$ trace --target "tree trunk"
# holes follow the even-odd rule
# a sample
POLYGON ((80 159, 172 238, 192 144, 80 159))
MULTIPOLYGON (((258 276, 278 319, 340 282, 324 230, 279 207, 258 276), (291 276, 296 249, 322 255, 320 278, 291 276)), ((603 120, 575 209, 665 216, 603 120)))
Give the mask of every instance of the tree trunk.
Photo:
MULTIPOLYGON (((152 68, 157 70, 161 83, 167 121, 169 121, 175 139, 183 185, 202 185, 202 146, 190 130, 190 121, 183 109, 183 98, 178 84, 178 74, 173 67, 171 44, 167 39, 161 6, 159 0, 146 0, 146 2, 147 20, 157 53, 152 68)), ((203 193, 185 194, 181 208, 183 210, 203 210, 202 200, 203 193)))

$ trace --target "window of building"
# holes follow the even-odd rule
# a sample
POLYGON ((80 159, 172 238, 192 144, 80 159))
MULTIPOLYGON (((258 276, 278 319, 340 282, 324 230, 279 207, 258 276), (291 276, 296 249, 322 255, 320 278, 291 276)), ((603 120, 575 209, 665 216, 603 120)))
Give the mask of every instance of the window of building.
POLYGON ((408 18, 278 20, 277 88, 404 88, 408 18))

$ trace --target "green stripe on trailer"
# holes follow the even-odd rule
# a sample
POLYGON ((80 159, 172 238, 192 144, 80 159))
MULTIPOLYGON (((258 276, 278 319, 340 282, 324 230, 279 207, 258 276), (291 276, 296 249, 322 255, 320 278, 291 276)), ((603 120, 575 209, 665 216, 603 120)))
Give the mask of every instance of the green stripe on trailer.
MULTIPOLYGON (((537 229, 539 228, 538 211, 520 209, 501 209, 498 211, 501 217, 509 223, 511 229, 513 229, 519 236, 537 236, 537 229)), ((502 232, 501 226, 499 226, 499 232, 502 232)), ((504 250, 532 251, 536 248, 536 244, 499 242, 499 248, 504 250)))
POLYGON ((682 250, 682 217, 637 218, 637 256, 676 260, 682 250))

::::::::::

Work to do:
Recast every line above as a Markdown table with the columns Row and Line, numbering the rows in order and omitting blank lines.

Response to this task:
| Row | Line |
|---|---|
| 1 | $ trace --target "tree trunk" |
| 2 | # holes follow the even-odd rule |
| 3 | # a sample |
| 4 | POLYGON ((80 159, 172 238, 192 144, 80 159)) |
| 5 | MULTIPOLYGON (((258 276, 278 319, 340 282, 324 230, 279 207, 258 276), (291 276, 296 249, 322 255, 320 278, 291 276)), ((603 120, 575 209, 665 216, 603 120))) |
| 6 | Give the mask of every instance of the tree trunk. |
| 7 | Photo: |
| 8 | MULTIPOLYGON (((152 68, 157 70, 161 83, 167 121, 169 121, 175 139, 183 185, 202 185, 202 146, 190 130, 190 121, 183 109, 183 98, 178 84, 178 74, 173 67, 171 44, 167 39, 161 6, 159 0, 146 0, 146 2, 147 20, 157 53, 152 68)), ((203 193, 185 194, 181 208, 183 210, 203 210, 202 200, 203 193))) |
| 9 | $ trace --target "window of building" |
| 10 | # holes follow the even-odd rule |
| 11 | # a sample |
| 12 | POLYGON ((80 159, 172 238, 192 144, 80 159)) |
| 13 | MULTIPOLYGON (((258 276, 278 319, 340 282, 324 230, 279 207, 258 276), (291 276, 296 249, 322 255, 320 278, 291 276)), ((603 120, 575 209, 665 216, 603 120))) |
| 14 | Give the mask of every instance of the window of building. |
| 15 | POLYGON ((408 18, 278 20, 277 88, 404 88, 408 18)) |
| 16 | $ trace --target "green stripe on trailer" |
| 17 | # holes follow the even-odd rule |
| 18 | # a sample |
| 19 | POLYGON ((80 159, 172 238, 192 144, 80 159)) |
| 20 | MULTIPOLYGON (((258 276, 278 319, 340 282, 324 230, 279 207, 258 276), (291 276, 296 249, 322 255, 320 278, 291 276)), ((603 120, 575 209, 665 216, 603 120))) |
| 21 | Give the mask of every instance of the green stripe on trailer. |
| 22 | MULTIPOLYGON (((537 229, 539 228, 538 211, 520 209, 501 209, 498 211, 501 217, 509 223, 511 229, 513 229, 519 236, 537 236, 537 229)), ((502 232, 501 226, 499 226, 499 232, 502 232)), ((504 250, 532 251, 536 248, 536 244, 499 242, 499 248, 504 250))) |
| 23 | POLYGON ((682 250, 682 217, 637 218, 637 256, 676 260, 682 250)) |